*** Opening of SOURCE RECORDS ***

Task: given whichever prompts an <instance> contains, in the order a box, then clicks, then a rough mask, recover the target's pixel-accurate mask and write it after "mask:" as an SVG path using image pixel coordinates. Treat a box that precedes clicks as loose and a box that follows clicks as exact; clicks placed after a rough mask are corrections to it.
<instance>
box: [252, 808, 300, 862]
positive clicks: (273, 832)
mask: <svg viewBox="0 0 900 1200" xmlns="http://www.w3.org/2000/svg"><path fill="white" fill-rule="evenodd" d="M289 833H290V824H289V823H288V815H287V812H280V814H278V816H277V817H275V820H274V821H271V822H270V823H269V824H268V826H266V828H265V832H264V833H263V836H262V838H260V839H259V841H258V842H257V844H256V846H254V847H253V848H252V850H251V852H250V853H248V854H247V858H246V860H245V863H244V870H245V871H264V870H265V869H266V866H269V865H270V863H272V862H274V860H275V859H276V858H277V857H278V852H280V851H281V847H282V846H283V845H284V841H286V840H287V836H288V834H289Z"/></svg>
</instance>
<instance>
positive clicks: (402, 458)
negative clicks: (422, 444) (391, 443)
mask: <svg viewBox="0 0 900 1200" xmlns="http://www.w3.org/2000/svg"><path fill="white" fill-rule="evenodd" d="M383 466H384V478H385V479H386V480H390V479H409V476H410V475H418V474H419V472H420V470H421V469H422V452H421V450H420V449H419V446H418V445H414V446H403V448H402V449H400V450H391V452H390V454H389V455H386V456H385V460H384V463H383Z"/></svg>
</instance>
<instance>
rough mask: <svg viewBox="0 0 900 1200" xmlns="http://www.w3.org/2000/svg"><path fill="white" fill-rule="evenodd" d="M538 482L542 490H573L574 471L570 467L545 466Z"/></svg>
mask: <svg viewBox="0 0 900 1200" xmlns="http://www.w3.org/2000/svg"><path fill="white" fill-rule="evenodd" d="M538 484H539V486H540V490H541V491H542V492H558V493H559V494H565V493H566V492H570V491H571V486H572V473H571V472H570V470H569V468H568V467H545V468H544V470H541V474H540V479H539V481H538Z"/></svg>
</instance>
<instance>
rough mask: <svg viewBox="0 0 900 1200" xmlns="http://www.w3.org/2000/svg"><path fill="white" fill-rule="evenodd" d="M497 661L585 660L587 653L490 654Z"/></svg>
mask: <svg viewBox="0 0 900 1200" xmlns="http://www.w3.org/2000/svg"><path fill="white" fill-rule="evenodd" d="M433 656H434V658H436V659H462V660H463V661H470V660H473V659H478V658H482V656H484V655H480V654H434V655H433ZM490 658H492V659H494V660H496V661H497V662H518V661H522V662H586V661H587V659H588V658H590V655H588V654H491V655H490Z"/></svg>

*** Close of SOURCE RECORDS ***

> AIM OF THE TASK:
Copy the material above exactly. Include every line.

> SOLUTION BELOW:
Task: given whichever prompts an <instance> contains, in the order a box, then clicks, then a rough mask, recover the target's pixel-accurate mask and write it after "mask:" as an SVG path using image pixel coordinates. Treat a box that precedes clicks as loose and a box that follows clicks as exact; clicks placed after a rough mask are corrections to it.
<instance>
box: [252, 808, 300, 862]
positive clicks: (273, 832)
mask: <svg viewBox="0 0 900 1200" xmlns="http://www.w3.org/2000/svg"><path fill="white" fill-rule="evenodd" d="M289 833H290V824H289V823H288V815H287V812H280V814H278V816H277V817H275V820H274V821H271V822H270V823H269V824H268V826H266V828H265V832H264V833H263V836H262V838H260V839H259V841H258V842H257V844H256V846H254V847H253V848H252V850H251V852H250V853H248V854H247V858H246V860H245V863H244V870H245V871H264V870H265V869H266V866H269V865H270V863H272V862H274V860H275V859H276V858H277V857H278V852H280V851H281V847H282V846H283V845H284V841H286V840H287V836H288V834H289Z"/></svg>
</instance>
<instance>
positive clicks: (402, 458)
negative clicks: (422, 444) (391, 443)
mask: <svg viewBox="0 0 900 1200" xmlns="http://www.w3.org/2000/svg"><path fill="white" fill-rule="evenodd" d="M383 466H384V478H385V479H386V480H390V479H409V476H410V475H418V474H419V472H420V470H421V469H422V452H421V450H420V449H419V446H418V445H414V446H403V448H402V449H400V450H391V452H390V454H389V455H386V456H385V460H384V463H383Z"/></svg>
</instance>
<instance>
rough mask: <svg viewBox="0 0 900 1200" xmlns="http://www.w3.org/2000/svg"><path fill="white" fill-rule="evenodd" d="M538 482L542 490H573L574 471L570 467L545 466Z"/></svg>
mask: <svg viewBox="0 0 900 1200" xmlns="http://www.w3.org/2000/svg"><path fill="white" fill-rule="evenodd" d="M538 484H539V486H540V490H541V491H542V492H558V493H559V494H565V493H566V492H570V491H571V486H572V473H571V472H570V470H569V468H568V467H545V468H544V470H541V474H540V479H539V481H538Z"/></svg>
</instance>
<instance>
rough mask: <svg viewBox="0 0 900 1200" xmlns="http://www.w3.org/2000/svg"><path fill="white" fill-rule="evenodd" d="M497 661L585 660L587 653L490 654Z"/></svg>
mask: <svg viewBox="0 0 900 1200" xmlns="http://www.w3.org/2000/svg"><path fill="white" fill-rule="evenodd" d="M433 656H434V658H436V659H462V660H463V661H470V660H473V659H478V658H482V656H484V655H480V654H434V655H433ZM490 658H492V659H494V660H496V661H497V662H518V661H522V662H586V661H587V659H588V658H590V655H588V654H491V655H490Z"/></svg>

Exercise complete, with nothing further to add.